:: INPUT FOR THIS TASK ::
····················

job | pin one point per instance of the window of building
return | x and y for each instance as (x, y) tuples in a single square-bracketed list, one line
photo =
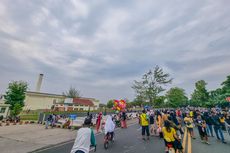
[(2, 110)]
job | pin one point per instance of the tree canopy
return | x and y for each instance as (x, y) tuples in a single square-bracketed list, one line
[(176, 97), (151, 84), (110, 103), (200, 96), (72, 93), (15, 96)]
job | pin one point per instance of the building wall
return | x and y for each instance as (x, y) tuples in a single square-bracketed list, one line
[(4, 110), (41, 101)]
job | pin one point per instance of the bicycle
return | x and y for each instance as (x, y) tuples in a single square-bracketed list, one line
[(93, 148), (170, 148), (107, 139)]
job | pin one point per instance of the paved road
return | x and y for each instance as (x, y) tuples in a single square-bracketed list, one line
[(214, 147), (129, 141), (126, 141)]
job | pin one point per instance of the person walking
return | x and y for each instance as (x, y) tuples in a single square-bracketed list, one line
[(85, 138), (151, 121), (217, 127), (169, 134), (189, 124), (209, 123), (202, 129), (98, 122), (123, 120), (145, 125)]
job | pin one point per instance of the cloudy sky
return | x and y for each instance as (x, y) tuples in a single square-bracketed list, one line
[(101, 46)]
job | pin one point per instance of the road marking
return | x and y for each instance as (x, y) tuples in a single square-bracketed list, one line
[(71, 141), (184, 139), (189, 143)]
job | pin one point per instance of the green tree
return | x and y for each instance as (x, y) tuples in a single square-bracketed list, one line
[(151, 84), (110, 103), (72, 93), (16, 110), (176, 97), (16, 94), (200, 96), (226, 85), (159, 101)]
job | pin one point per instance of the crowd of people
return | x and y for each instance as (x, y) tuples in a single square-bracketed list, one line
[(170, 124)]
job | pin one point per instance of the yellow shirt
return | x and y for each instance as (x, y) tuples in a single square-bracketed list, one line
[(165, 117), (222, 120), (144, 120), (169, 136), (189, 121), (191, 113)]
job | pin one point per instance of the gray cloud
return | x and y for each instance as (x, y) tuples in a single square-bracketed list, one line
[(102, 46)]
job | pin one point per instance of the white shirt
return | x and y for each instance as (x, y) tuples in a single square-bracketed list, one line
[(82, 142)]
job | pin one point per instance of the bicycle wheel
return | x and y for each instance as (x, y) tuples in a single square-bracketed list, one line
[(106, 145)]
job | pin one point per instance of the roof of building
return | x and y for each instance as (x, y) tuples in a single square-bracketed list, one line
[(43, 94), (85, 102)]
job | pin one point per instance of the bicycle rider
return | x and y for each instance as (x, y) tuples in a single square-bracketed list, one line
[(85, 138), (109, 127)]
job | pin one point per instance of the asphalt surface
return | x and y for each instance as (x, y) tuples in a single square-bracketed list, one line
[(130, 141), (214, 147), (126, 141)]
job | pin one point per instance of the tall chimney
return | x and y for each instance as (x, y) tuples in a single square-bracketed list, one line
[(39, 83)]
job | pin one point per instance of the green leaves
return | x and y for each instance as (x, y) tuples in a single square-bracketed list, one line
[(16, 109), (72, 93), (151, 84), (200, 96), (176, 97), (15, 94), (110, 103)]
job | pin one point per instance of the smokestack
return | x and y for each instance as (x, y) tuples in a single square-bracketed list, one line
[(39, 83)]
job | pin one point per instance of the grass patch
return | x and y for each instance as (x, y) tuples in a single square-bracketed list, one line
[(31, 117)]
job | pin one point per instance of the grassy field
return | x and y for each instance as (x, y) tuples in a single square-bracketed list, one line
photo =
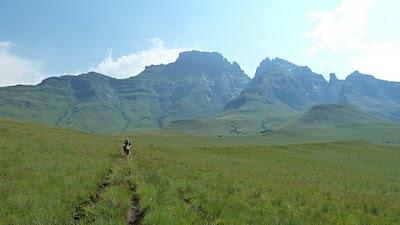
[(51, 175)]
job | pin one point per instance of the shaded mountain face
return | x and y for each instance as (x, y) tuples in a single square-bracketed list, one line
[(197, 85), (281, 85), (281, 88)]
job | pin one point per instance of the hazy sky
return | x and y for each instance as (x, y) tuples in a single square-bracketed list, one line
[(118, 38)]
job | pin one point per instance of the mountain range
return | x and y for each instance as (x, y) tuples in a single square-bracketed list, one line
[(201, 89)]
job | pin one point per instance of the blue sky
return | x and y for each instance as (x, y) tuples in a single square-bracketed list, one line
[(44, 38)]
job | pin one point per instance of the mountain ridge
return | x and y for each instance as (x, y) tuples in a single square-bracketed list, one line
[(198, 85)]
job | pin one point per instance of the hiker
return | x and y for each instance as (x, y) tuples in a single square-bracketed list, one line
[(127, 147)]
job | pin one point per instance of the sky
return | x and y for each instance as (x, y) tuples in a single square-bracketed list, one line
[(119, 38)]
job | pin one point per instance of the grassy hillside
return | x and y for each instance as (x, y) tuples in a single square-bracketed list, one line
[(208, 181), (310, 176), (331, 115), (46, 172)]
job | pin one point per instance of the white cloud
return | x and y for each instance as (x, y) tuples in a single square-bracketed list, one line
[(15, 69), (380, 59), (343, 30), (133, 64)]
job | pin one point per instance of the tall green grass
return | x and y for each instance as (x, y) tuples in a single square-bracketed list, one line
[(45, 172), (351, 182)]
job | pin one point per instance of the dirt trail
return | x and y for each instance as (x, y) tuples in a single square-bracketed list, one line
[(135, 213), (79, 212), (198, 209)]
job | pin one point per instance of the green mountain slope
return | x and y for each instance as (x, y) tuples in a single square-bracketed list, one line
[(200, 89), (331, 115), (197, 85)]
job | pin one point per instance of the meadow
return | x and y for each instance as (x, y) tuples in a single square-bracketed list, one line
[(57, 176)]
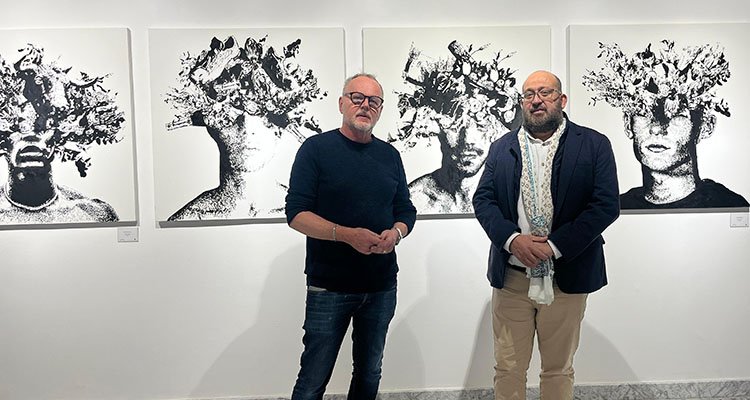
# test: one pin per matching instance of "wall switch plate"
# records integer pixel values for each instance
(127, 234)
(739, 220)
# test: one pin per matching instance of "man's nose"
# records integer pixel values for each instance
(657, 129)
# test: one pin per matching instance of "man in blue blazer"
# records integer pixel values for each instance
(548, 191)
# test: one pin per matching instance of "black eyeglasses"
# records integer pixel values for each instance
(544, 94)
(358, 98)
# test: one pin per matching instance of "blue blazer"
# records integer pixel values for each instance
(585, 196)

····················

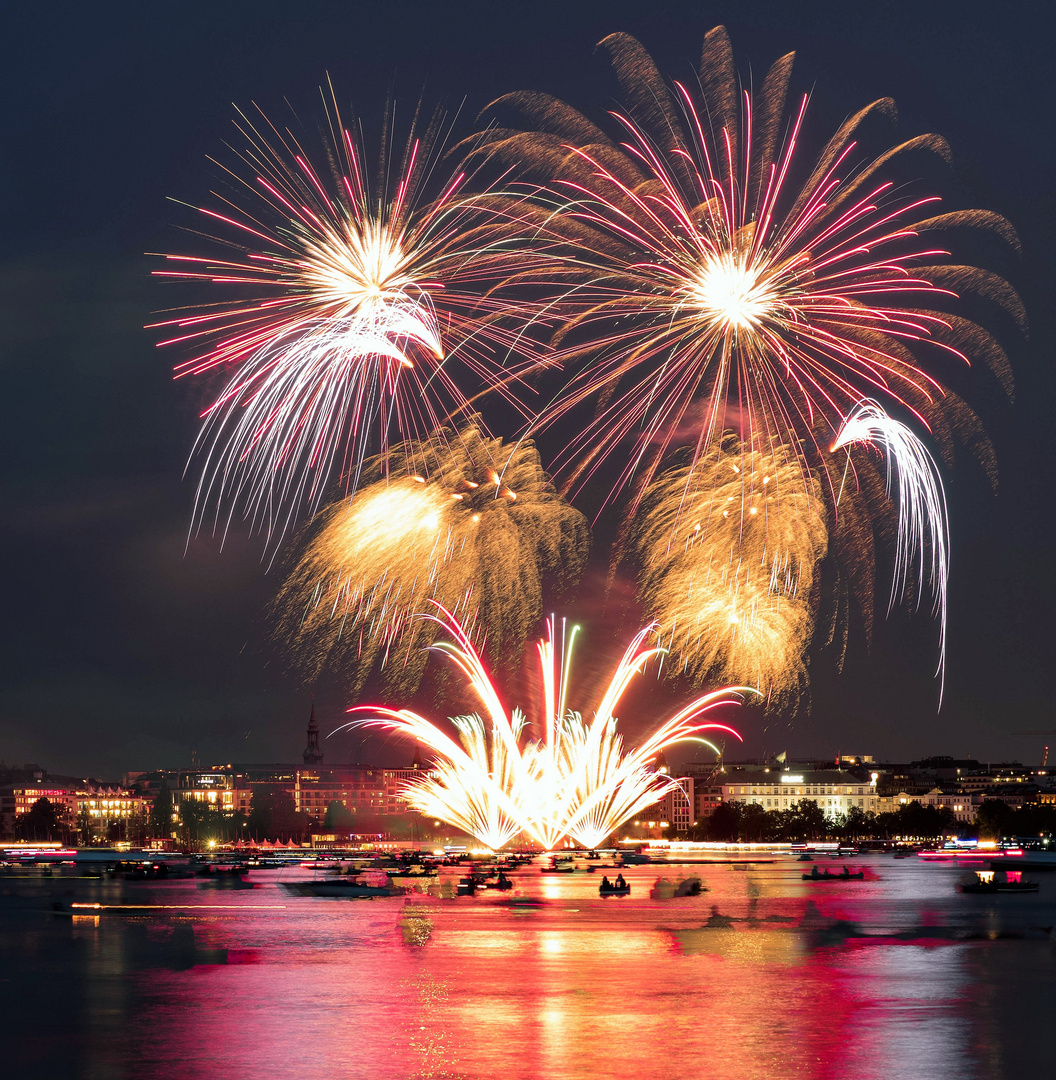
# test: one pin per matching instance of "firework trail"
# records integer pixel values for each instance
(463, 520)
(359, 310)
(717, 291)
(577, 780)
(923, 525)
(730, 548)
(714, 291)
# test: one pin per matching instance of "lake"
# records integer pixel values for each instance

····················

:: WHAT IS EXPECTED ::
Starting at the line with "job | pin one point per instance of the window" in the entries above, write out every line exactly until the line with "job | pin one point per instance of the yellow" has been written. Include no pictures and nothing more.

:: RESPONSE FOR THIS EXERCISE ::
job | pin one point per instance of the window of building
return | x and y for each instance as (x, y) tuples in a single square-bracketed list, one line
photo =
[(2, 110)]
job | pin one point per instance of the tree canopy
return | x and y for each instance as (x, y) tuples in a single square-bracketed list, one line
[(176, 97), (151, 84), (110, 103), (200, 96), (72, 93), (15, 96)]
job | pin one point per instance of the building wall
return | x and y for each instance as (x, y) tuples in a single square-bracketed list, one line
[(4, 110), (41, 101)]
job | pin one point per instance of the bicycle
return | x and y for each instance as (x, y) tuples in a single square-bracketed list, one line
[(93, 148), (170, 148), (107, 139)]
job | pin one point per instance of the paved road
return | x and y for each instance as (x, y) tuples in a single square-bracketed list, one line
[(214, 147), (129, 141), (126, 141)]
job | pin one point per instance of the person walking
return | x and y for each instance as (x, y) tuples in a single square-bracketed list, one line
[(85, 138), (151, 121), (217, 127), (169, 134), (189, 124), (209, 123), (202, 129), (98, 122), (123, 120), (145, 125)]
job | pin one point per instance of the cloudy sky
return | x and y for each instance as (x, y) tuples in a single square-bracketed list, one line
[(101, 46)]
job | pin one point per instance of the road marking
return | x and y for each instance as (x, y) tuples in a single square-bracketed list, one line
[(71, 141), (184, 139), (189, 143)]
job | pin one point per instance of the green tree
return | x and y for each instance as (x, y) tuples in a single square-bracketed list, one line
[(151, 84), (110, 103), (72, 93), (16, 110), (176, 97), (16, 94), (200, 96), (226, 85), (159, 101)]
job | pin one point per instance of the crowd of people
return | x and y for each instance as (x, y) tuples in a single square-bracketed list, one line
[(170, 124)]
job | pin one point per instance of the yellow shirt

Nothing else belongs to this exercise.